=== Text passage ===

On Oct. 27, Union University held its annual Lifeline Fall Blood Drive. Lifeline Blood Services hosts blood drives all over West Tennessee, travelling to 17 counties, and host blood drives outside of factories, colleges and high schools.
Sheryl Wren, Health Services Clinic Assistant, worked with Cherie Park, Lifeline Blood Service’s Public Relations Coordinator, to organize this semester’s blood drive. Due to the closeness of Halloween, this semester’s blood drive is called “Drain the Vein.”
Lifeline Blood Services hosts a blood drive at Union University every semester for over ten years.
Only volunteers are allowed to give blood. Students and faculty members are able to volunteer during the day if they want to donate blood.
“It is important for people who are able, to be willing to donate,” Paul Mayer, Director of Health Services said.
Lifeline Blood Services sends the blood they collect to a lab to be tested and processed. Once the blood is approved, it is distributed to the hospitals. There are 17 hospitals in the 17 counties in West Tennessee. Specifically, the blood that gets distributed goes to hospitals in West Tennessee, so the students who donate blood are helping their community as well as surrounding communities.
Lifeline Blood Services predicts that this semester’s projection for blood donations at Union University is 40 units.
“The only way to get blood and blood products is through donations,” Mayer said.
There are several different types of blood, and blood is constantly being used to meet patient’s needs. Lifeline Blood Services needs almost 500 people to give blood weekly to meet the need.
“Someone may need a certain type of blood, and it is important for people who are able to be willing to donate,” said Mayer.
Lifeline Blood Services office is open to anyone to wants to donate blood. There will also be another blood drive held at Union University in the spring.

=== Records ===

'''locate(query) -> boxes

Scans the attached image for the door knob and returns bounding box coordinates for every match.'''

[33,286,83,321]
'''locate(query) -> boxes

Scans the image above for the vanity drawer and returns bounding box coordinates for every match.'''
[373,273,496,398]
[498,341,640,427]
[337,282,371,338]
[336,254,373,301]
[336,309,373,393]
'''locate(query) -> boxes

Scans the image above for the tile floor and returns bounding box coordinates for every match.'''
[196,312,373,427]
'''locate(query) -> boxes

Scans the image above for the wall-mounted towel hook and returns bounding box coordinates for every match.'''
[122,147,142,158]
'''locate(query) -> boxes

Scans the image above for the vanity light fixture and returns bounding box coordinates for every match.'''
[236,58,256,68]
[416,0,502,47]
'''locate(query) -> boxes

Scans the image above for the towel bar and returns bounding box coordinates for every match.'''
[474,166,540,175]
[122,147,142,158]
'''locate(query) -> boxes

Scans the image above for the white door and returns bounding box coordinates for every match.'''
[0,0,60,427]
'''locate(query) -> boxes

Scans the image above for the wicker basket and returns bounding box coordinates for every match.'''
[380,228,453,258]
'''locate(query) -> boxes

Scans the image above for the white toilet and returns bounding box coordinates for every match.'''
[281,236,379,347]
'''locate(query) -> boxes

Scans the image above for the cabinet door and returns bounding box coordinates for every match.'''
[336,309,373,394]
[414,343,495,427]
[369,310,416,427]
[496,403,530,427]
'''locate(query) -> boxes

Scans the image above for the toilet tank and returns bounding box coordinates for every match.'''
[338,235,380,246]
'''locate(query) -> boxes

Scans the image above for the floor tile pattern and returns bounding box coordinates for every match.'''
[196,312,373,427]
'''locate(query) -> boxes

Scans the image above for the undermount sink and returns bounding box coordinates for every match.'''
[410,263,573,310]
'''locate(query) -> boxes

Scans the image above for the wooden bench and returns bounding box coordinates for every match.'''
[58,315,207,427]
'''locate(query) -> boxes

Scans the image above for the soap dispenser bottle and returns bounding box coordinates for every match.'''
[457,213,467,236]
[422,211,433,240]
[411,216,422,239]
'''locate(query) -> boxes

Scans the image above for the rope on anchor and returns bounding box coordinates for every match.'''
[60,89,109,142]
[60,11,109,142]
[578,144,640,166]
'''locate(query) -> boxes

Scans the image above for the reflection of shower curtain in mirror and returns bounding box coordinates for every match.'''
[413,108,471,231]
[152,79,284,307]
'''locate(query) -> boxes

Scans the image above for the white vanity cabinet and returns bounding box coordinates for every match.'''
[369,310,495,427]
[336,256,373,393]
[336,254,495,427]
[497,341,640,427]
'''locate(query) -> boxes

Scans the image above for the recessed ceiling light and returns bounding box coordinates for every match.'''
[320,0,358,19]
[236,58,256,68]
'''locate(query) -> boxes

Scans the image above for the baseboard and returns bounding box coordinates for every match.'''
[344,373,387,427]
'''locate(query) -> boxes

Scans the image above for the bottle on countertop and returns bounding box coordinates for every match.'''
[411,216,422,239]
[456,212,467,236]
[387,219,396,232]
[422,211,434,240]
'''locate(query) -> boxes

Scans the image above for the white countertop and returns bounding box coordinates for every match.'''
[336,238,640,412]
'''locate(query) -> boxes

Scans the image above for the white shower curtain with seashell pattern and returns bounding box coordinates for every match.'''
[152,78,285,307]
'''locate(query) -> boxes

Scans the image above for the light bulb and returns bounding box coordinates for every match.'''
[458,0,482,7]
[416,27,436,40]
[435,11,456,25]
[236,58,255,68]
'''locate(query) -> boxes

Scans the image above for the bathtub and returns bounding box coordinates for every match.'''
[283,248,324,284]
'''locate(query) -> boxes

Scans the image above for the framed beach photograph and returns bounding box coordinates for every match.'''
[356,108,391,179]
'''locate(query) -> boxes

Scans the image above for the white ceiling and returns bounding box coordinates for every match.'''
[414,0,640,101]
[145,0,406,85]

===

Required action A: List every person named in the blood drive article, each with the title the article gives them.
Required action B: Revise the blood drive article starting at "On Oct. 27, Union" and ending at "and high schools.", changing "annual" to "yearly".

Solution A:
- Sheryl Wren, Health Services Clinic Assistant
- Cherie Park, Lifeline Blood Service's Public Relations Coordinator
- Paul Mayer, Director of Health Services

Solution B:
On Oct. 27, Union University held its yearly Lifeline Fall Blood Drive. Lifeline Blood Services hosts blood drives all over West Tennessee, travelling to 17 counties, and host blood drives outside of factories, colleges and high schools.